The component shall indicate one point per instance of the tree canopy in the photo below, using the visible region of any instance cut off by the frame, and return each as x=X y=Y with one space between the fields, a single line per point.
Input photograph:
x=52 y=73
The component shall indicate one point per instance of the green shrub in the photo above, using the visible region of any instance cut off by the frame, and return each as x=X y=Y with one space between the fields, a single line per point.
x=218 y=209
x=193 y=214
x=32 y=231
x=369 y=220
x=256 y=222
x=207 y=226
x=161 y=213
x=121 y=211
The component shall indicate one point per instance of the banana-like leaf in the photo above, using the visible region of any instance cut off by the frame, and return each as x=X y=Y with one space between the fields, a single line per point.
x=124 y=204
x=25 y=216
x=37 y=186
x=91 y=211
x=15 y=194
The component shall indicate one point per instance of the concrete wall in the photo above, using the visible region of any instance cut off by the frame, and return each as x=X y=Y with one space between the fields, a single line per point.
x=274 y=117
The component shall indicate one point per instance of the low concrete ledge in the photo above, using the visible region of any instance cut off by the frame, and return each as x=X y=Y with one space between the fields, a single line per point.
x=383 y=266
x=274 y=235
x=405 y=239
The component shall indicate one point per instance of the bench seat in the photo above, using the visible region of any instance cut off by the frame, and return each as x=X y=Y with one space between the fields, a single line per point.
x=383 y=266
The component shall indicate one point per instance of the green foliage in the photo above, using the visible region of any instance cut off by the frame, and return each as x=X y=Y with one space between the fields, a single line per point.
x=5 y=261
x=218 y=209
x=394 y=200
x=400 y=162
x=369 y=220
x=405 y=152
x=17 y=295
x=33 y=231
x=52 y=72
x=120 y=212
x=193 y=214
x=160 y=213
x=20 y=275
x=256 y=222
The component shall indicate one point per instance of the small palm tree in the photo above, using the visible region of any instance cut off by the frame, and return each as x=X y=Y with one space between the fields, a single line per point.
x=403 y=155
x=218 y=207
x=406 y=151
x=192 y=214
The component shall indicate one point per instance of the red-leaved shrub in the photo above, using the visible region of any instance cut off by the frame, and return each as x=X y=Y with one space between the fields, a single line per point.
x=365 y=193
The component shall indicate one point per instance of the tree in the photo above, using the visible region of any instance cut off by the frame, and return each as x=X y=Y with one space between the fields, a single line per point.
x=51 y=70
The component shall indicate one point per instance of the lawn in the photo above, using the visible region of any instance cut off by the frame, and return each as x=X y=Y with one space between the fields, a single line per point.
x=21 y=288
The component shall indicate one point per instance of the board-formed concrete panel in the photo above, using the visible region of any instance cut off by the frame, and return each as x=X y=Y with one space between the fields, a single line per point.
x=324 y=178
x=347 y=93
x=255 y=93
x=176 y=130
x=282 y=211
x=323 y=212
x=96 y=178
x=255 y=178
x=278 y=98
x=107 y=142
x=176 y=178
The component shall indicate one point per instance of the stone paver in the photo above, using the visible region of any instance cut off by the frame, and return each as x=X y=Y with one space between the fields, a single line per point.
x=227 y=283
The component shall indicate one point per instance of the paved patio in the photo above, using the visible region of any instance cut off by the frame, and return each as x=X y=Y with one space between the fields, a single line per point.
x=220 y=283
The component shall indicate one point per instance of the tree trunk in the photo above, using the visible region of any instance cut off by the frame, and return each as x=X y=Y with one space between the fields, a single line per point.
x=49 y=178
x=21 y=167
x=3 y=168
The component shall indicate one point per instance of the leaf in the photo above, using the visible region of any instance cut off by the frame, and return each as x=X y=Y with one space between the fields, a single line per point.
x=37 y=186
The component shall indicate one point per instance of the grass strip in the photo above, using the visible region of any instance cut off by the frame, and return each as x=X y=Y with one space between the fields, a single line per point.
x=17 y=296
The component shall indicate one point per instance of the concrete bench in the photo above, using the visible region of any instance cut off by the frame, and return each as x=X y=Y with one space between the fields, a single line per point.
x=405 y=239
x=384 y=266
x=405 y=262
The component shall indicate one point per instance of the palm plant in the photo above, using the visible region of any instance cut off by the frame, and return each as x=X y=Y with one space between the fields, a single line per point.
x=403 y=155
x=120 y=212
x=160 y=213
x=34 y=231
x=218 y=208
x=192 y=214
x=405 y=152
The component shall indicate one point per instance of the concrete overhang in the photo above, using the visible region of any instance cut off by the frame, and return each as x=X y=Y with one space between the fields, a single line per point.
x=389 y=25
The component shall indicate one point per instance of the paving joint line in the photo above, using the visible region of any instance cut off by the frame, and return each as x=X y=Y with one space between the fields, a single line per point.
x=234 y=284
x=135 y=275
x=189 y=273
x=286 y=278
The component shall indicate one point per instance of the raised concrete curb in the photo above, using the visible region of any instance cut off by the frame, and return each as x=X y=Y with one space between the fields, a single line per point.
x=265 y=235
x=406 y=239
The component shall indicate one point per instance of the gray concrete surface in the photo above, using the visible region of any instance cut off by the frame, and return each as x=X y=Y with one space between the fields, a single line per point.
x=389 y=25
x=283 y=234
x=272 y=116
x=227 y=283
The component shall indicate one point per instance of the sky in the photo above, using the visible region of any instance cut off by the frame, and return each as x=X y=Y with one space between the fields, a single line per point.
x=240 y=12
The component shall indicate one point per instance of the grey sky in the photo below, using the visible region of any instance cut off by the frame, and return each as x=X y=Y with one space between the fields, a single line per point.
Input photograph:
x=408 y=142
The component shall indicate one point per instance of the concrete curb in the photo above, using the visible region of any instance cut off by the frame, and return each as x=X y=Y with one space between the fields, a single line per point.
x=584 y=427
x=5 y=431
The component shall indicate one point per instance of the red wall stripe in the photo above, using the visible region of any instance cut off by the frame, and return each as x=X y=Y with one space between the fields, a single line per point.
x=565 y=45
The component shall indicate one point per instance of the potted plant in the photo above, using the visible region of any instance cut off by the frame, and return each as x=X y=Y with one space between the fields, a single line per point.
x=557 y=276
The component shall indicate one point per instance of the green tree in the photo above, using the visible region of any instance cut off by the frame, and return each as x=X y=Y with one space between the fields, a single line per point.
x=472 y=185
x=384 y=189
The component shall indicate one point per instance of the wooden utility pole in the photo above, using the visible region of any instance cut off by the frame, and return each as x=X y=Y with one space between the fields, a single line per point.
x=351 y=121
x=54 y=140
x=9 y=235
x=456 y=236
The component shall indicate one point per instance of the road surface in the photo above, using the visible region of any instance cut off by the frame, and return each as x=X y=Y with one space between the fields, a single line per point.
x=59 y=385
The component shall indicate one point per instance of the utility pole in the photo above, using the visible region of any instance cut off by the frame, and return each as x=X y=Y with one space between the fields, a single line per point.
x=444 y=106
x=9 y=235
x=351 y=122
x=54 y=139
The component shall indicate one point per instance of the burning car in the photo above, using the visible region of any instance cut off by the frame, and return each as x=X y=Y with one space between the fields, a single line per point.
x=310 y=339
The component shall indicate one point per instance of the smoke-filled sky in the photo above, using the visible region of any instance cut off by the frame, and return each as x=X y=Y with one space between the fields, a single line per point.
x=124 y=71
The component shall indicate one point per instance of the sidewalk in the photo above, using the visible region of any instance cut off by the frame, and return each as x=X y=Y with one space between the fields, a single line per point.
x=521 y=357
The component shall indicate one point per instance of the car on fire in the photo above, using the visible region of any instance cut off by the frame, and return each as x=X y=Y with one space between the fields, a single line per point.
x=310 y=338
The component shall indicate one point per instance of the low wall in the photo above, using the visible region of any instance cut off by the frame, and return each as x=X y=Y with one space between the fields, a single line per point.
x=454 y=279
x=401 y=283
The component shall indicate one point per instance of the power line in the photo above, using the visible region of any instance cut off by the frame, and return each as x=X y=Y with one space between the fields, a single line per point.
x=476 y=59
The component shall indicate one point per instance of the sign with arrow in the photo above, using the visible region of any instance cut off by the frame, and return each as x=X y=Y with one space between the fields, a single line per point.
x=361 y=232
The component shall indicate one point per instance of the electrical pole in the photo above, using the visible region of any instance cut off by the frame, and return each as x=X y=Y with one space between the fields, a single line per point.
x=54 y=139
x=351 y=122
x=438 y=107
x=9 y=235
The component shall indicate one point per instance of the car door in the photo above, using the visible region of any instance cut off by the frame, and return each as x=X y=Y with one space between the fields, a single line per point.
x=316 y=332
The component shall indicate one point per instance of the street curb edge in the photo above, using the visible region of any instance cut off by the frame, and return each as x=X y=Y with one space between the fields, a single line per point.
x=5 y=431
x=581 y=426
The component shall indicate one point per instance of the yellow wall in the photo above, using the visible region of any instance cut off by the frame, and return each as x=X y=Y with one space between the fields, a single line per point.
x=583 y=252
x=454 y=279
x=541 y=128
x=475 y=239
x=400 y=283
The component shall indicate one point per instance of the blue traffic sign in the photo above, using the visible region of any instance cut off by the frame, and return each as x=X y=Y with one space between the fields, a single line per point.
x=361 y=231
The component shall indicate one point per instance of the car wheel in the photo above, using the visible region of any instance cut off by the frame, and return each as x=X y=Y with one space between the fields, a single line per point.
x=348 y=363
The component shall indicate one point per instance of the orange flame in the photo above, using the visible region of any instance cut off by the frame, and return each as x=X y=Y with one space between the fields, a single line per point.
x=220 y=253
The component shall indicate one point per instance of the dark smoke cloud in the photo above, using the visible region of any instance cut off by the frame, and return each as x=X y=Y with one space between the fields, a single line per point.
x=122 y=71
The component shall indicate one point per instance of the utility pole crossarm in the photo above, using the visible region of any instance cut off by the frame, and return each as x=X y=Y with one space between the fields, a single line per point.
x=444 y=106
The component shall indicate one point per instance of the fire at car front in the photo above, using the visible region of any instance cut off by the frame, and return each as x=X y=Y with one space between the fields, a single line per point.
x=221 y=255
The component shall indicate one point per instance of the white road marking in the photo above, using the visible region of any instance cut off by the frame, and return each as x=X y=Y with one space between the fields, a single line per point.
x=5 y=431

Assignment: Every line of the listing that holds "below" should be found and copied.

Your response:
The component shall indicate one point per instance of the tree canopy in the photo below, using the visible region of any instance cut off by the frame, and return each as x=X y=Y with one space between the fields, a single line per point.
The component shall indicate one point per instance of the grey sky in the photo below, using the visible region of any instance cut off by the frame, and return each as x=X y=Y with one space between the fields, a single line per point.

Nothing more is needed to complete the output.